Task prompt - Tally how many lines in the data below contain the string "flower", with case counting, and reply with the number alone.

(Rows from a pointing dataset)
** Start **

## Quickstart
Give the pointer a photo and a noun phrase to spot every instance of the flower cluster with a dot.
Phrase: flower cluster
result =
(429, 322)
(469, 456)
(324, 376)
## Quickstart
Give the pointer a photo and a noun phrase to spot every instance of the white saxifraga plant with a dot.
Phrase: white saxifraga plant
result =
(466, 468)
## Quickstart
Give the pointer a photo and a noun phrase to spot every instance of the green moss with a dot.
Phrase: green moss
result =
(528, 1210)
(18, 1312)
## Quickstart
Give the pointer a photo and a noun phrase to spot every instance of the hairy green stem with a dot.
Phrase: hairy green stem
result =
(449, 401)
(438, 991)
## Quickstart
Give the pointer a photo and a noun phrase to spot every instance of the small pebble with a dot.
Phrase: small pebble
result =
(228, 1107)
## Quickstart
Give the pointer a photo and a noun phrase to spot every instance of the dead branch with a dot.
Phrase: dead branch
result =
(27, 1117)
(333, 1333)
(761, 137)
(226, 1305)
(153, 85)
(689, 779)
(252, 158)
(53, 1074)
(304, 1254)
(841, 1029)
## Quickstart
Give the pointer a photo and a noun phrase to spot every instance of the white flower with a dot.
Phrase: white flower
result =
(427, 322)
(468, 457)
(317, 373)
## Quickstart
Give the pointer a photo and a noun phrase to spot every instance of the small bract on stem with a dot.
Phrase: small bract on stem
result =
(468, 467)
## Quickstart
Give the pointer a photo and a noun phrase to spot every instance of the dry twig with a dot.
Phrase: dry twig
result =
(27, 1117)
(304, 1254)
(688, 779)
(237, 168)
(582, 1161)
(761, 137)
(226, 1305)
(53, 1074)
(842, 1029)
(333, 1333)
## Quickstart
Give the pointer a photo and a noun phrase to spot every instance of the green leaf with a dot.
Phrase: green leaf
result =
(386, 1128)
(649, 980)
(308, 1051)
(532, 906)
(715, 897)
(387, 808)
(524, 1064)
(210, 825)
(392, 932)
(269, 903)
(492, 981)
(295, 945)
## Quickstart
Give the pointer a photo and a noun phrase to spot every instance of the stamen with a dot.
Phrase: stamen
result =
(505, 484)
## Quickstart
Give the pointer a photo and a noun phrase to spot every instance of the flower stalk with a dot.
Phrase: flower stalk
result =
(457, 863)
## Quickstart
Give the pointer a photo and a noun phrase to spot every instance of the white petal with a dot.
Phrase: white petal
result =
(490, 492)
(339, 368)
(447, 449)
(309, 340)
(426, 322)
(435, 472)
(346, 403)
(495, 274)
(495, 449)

** End **

Task response - 6